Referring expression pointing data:
BEGIN

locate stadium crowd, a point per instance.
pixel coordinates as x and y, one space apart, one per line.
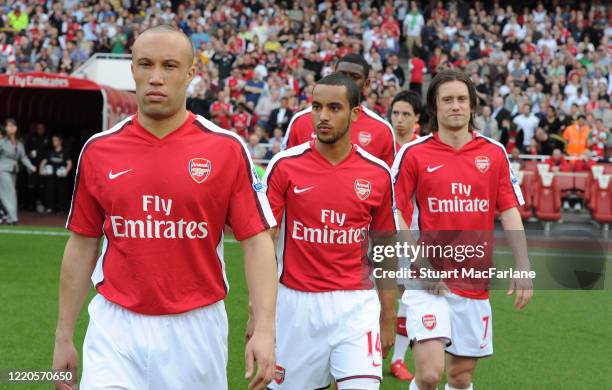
543 73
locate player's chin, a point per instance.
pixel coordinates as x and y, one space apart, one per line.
156 111
326 139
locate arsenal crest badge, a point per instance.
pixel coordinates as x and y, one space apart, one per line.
199 169
279 375
365 138
429 321
482 163
362 188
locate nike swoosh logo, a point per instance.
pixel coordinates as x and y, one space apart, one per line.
300 190
113 176
430 169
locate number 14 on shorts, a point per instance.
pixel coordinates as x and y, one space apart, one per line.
374 349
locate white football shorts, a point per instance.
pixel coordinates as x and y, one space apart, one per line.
464 324
127 350
322 336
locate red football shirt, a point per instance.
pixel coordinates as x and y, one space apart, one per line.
374 134
161 205
454 190
327 214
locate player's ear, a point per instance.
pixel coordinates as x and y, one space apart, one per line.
355 113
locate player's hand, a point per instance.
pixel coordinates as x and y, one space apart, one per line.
260 350
524 291
66 358
387 331
250 329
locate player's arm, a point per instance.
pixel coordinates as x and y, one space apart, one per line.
77 266
260 270
515 233
384 229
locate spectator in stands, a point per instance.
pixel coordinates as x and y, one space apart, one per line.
37 146
515 157
584 163
577 135
11 153
550 123
413 25
527 123
487 124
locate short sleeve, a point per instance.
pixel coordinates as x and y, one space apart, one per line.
276 188
249 210
86 215
509 193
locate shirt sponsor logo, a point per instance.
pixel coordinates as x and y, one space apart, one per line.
433 169
364 138
362 188
482 163
429 321
461 201
279 375
199 169
300 190
113 176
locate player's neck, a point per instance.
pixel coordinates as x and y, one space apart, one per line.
456 139
335 153
162 127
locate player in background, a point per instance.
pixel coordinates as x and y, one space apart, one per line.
456 179
404 114
159 188
331 196
370 131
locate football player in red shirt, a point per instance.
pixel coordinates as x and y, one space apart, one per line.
370 131
405 112
455 180
331 196
159 187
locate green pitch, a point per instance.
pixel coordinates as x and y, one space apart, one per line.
563 340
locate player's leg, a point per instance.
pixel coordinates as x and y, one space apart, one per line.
473 340
429 330
428 364
398 366
110 357
302 347
356 357
8 195
189 350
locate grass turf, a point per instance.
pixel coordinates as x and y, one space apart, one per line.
562 339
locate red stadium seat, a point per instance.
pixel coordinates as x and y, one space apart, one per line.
591 185
565 182
547 199
602 200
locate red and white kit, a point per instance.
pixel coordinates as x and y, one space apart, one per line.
328 310
454 190
160 206
374 134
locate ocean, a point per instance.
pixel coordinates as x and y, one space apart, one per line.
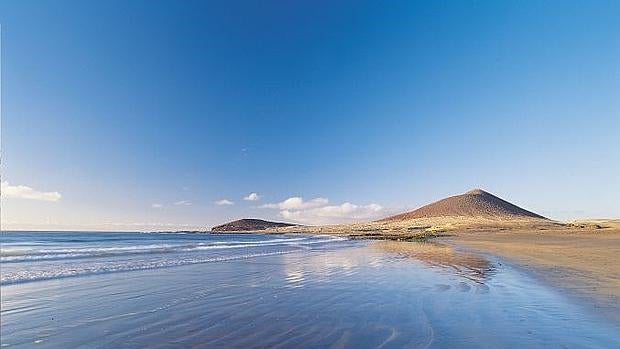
169 290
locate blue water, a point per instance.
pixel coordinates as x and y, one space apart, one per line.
111 290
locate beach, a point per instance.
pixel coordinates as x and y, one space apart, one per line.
246 290
583 261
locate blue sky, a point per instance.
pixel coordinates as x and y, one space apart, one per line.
143 115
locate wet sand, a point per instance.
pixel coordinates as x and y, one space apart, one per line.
341 294
584 261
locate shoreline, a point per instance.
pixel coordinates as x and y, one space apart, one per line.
581 258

END

THE PROBLEM –
An exact retyping of the entries, without images, is the required answer.

RESPONSE FOR THIS EXERCISE –
locate stadium crowd, a point per instance.
pixel coordinates as x and y, one space apart, one per line.
543 73
locate player's chin, a point per instance.
pixel coordinates as x and y, one space apart, one per line.
156 111
326 139
locate arsenal crest badge, a point per instance.
pixel coordinates as x and y, one space apart, one per line.
199 169
279 375
365 138
429 321
482 163
362 188
locate nike swoosh logo, a point per instance.
pixel coordinates as x and y, one space apart, one per line.
300 190
113 176
430 169
locate number 14 on shorts, a point per instance.
pixel coordinates as x and y, one space apart, one per line.
374 349
locate white football shorts, a point per instance.
pixel coordinates as x and y, one space apart, one per line.
464 324
127 350
322 336
locate red football shirt, a point per instance.
pixel coordinates as x and y, one space apart, one per line.
374 134
161 205
454 190
327 214
locate player's ear, a point per instance.
pixel coordinates as x and y, one space apart, one per line.
355 113
locate player's hand, a point per instance.
pixel coordinates as x and y, one space apart, one per line.
260 350
524 291
66 358
387 331
250 329
locate player's arm, a point per instance.
pixel coordinates as x and y, one space apart, one per line.
77 266
260 270
515 233
384 229
locate spectator in stands, a point per instance.
pixel coordinates as x and y, one space apart, one per line.
37 146
515 157
584 163
577 135
11 153
550 123
413 25
527 123
487 124
locate short sleeve, a point per instance.
pixel coordinates as x and y, one space apart, one per line.
276 188
249 210
86 215
509 193
locate shirt sponsor logo, a point per instance.
pixel coordinates as x and y, one space apart, one per line.
433 169
364 138
362 188
482 163
429 321
461 201
279 375
199 169
300 190
113 176
locate player's neck, a point per instance.
pixel coordinates as x and y, one space apart, one per line.
456 139
335 153
162 127
locate player in background, a point per instance.
pixel coordinates as x and y, one space apart, one per line.
456 179
404 114
159 188
331 196
370 131
locate football player in red shirt, a point per instance.
pixel coordinates as x and y, one space apart, one per line.
370 131
405 112
455 180
331 196
159 187
locate green pitch, a point per instance.
pixel coordinates as x and y, one space apart, one per line.
563 340
locate player's leg, a point per instance.
pixel coordinates as x and y, one space apart, one per line.
473 340
429 330
428 364
398 366
110 357
302 347
356 357
8 195
189 350
locate grass turf, a point per instance.
pixel coordinates as x and y, one space apart, one per line.
562 339
locate red stadium seat, a point per instance.
pixel coordinates as x and y, one space apart, one per line.
591 185
565 182
547 199
602 200
locate red and white kit, a point per instance.
pixel coordinates as x and y, one space apart, one per line.
328 310
454 190
160 206
374 134
locate ocean, a point per instance.
pixel coordinates as x and y, one space apart, one per line.
169 290
locate blue water, a point per instance.
pixel coordinates as x and y, one space apart, one per line.
111 290
locate beach, a point per instance.
pixel coordinates as x and y, one space apart, one per line.
246 290
583 261
locate blue sky, a point per instance.
pixel coordinates as x and y, one space apart, one per line.
143 115
locate wet sand, a point per instance.
pixel coordinates as x and y, one space apart, one per line.
341 294
584 261
locate shoreline, a point per instance.
pixel coordinates as x and y, one space apart, one per line.
581 258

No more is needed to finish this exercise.